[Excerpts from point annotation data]
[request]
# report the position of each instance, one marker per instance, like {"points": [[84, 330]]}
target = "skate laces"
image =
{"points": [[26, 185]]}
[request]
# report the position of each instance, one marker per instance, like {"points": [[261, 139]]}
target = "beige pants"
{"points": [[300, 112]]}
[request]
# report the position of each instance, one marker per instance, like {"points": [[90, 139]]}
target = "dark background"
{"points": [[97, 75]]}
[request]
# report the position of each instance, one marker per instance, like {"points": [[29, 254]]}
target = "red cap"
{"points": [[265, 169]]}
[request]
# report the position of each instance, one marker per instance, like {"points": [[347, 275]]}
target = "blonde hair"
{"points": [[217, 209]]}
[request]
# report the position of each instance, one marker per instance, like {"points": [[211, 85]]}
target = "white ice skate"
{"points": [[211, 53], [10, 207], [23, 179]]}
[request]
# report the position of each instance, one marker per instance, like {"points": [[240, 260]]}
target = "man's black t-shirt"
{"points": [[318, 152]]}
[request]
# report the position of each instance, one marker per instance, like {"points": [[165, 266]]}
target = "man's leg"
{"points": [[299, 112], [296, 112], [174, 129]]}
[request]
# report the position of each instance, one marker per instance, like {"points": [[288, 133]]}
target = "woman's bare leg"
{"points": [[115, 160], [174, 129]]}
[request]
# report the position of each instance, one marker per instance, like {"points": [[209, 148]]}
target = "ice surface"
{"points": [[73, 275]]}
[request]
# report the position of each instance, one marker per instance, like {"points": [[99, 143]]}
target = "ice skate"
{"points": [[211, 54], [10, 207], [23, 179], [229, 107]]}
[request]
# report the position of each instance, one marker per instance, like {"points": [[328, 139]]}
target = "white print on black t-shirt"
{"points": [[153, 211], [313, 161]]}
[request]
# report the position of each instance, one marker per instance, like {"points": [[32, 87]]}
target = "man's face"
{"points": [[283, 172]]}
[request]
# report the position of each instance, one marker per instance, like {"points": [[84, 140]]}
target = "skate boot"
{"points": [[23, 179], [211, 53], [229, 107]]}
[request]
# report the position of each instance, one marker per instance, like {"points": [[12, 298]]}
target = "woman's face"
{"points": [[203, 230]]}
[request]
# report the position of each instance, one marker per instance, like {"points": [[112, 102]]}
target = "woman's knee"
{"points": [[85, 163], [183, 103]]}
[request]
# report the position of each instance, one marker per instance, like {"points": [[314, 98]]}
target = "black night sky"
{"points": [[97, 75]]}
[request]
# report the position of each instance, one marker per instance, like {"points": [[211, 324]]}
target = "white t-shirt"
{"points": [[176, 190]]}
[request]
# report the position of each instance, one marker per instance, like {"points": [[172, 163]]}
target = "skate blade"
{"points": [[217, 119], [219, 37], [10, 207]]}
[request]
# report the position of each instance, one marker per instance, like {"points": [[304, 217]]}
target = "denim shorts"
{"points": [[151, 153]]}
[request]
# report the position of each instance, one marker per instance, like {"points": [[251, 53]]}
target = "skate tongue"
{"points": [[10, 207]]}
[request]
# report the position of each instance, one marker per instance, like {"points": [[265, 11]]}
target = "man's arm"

Exercise task: Retype every entry above, word for word.

Response to the exercise:
[request]
# report the position of each instance, one marker per instance, like {"points": [[84, 330]]}
target = "skate laces"
image =
{"points": [[26, 185]]}
[request]
# report the position of each instance, one marker per instance, like {"points": [[261, 139]]}
target = "beige pants"
{"points": [[300, 112]]}
[request]
# report the position of each instance, one marker per instance, like {"points": [[90, 139]]}
target = "dark background"
{"points": [[97, 75]]}
[request]
# report the position of each instance, one marker per instance, like {"points": [[29, 254]]}
target = "red cap"
{"points": [[265, 169]]}
[request]
# report the position of each instance, one marker per instance, like {"points": [[347, 275]]}
target = "blonde hair"
{"points": [[217, 209]]}
[request]
# report the position of each instance, one marker per instance, like {"points": [[211, 85]]}
target = "white ice skate"
{"points": [[211, 53], [10, 207], [23, 179]]}
[request]
# report the position of each instance, one marker per instance, like {"points": [[240, 260]]}
target = "man's black t-shirt"
{"points": [[318, 152]]}
[request]
# report the position of each instance, one marker per instance, like {"points": [[165, 266]]}
target = "man's leg"
{"points": [[299, 112], [296, 112], [174, 129]]}
[request]
# report the position of each instance, one marker per instance, like {"points": [[288, 133]]}
target = "woman's bare leg"
{"points": [[115, 160], [174, 129]]}
[request]
# report the position of each instance, one marker per instance, like {"points": [[209, 148]]}
target = "ice surface"
{"points": [[73, 275]]}
[request]
# report the position of each instance, one marker per instance, like {"points": [[99, 143]]}
target = "ice skate"
{"points": [[211, 54], [10, 207], [23, 179], [229, 107]]}
[request]
# report the position of each instance, one marker per instance, like {"points": [[328, 139]]}
target = "white print on black t-shirt"
{"points": [[153, 211], [313, 161]]}
[request]
# report the position of each instance, one marker per instance, like {"points": [[32, 87]]}
target = "man's face"
{"points": [[283, 172]]}
[request]
# report the position of each instance, one marker per instance, like {"points": [[84, 140]]}
target = "skate boot"
{"points": [[23, 179], [211, 53], [229, 107]]}
[request]
# report the position of each instance, one marker per instance, like {"points": [[12, 298]]}
target = "woman's face"
{"points": [[203, 230]]}
[request]
# report the position of each instance, one marker per instance, like {"points": [[112, 102]]}
target = "woman's knee"
{"points": [[85, 163], [183, 103]]}
[request]
# report the position of each instance, one marker per instance, like {"points": [[314, 98]]}
target = "black night sky"
{"points": [[97, 75]]}
[request]
# report the position of each instance, one marker per instance, like {"points": [[211, 324]]}
target = "white t-shirt"
{"points": [[176, 190]]}
[request]
# report the position of each instance, one marker per instance, like {"points": [[172, 163]]}
target = "skate blade"
{"points": [[217, 119], [219, 37], [10, 207]]}
[request]
# report the position of each instance, one marker per instance, like {"points": [[304, 217]]}
target = "denim shorts"
{"points": [[151, 153]]}
[request]
# report the position of each instance, one marker per instance, like {"points": [[251, 53]]}
target = "skate tongue"
{"points": [[10, 207]]}
[request]
# report the position of each instance, one marker per instance, like {"points": [[265, 11]]}
target = "man's arm"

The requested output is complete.